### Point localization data
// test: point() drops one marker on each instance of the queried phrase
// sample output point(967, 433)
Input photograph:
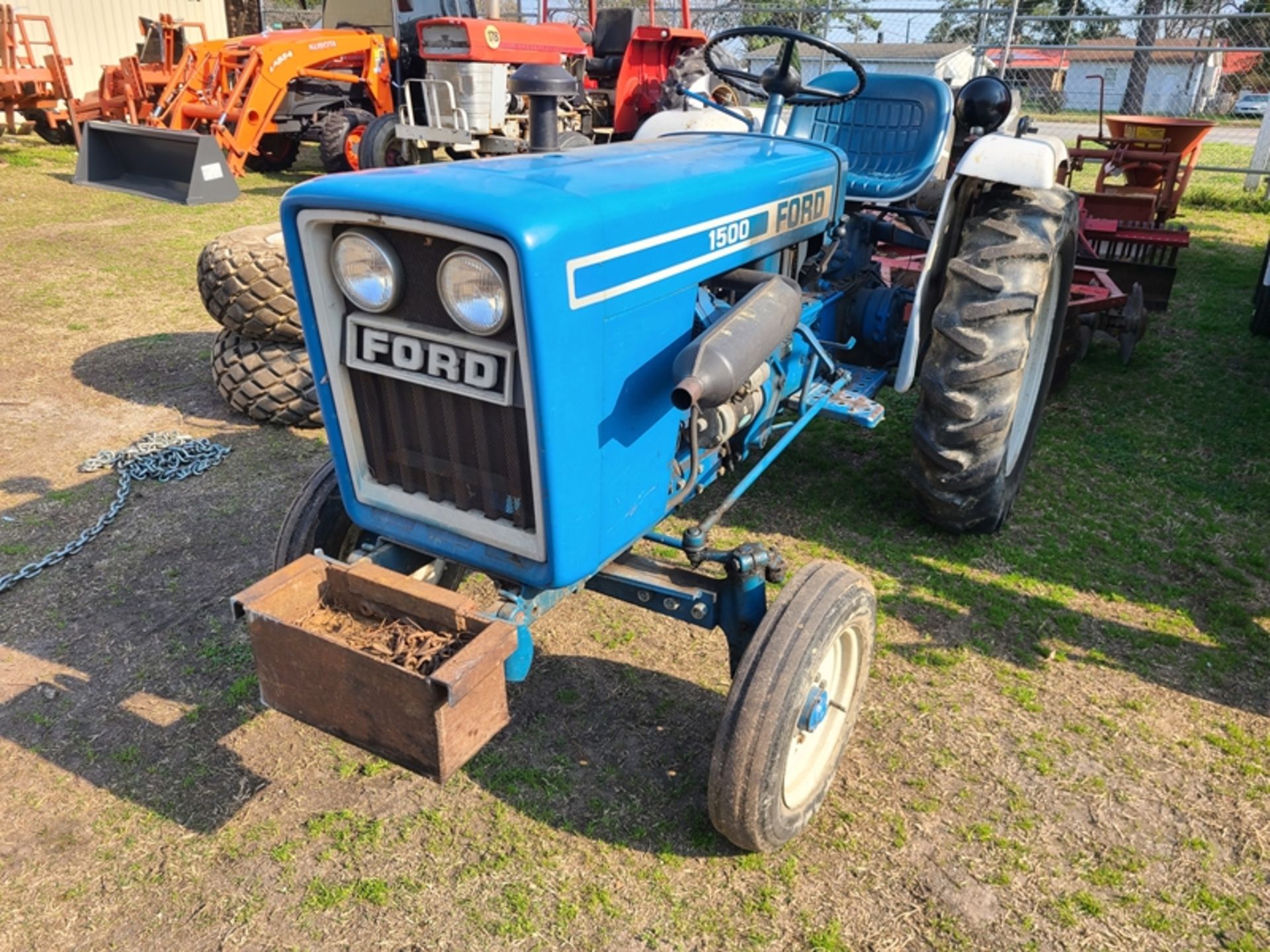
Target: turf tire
point(1261, 299)
point(333, 140)
point(269, 381)
point(245, 285)
point(689, 67)
point(825, 604)
point(381, 149)
point(318, 520)
point(1005, 296)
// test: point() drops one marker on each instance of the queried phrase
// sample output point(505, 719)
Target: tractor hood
point(599, 218)
point(605, 251)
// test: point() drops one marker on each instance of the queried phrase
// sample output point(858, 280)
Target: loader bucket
point(172, 165)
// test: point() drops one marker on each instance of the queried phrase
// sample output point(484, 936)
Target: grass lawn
point(1066, 742)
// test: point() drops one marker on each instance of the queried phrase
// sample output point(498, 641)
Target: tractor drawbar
point(718, 364)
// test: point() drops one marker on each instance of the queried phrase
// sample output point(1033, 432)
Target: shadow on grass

### Problem description
Your copy must repeat the data word for word and show none of its images.

### Result
// test: point() drops one marker on each instance of the queried phrase
// sample output point(967, 433)
Input photograph:
Target: turf tire
point(1261, 299)
point(333, 140)
point(269, 381)
point(245, 285)
point(689, 67)
point(825, 604)
point(381, 149)
point(318, 520)
point(1005, 296)
// test: point() drops one marker on each instance of the queried phrase
// sample output point(505, 719)
Target: tractor hood
point(599, 218)
point(605, 251)
// test: point() drops one marker on each instance of the queried phrase
// sample output point(858, 280)
Target: loader bucket
point(172, 165)
// test: point() drops one marker on each instance of the queried phrase
// sample output point(484, 936)
Target: grass lawn
point(1066, 742)
// test: point() drops one marker on each instance of the queried phrase
// sample output point(498, 641)
Target: tractor drawbar
point(718, 364)
// test: point() drops one marker on each instance of the queried phrase
// sample output point(1033, 432)
Target: shadow on grass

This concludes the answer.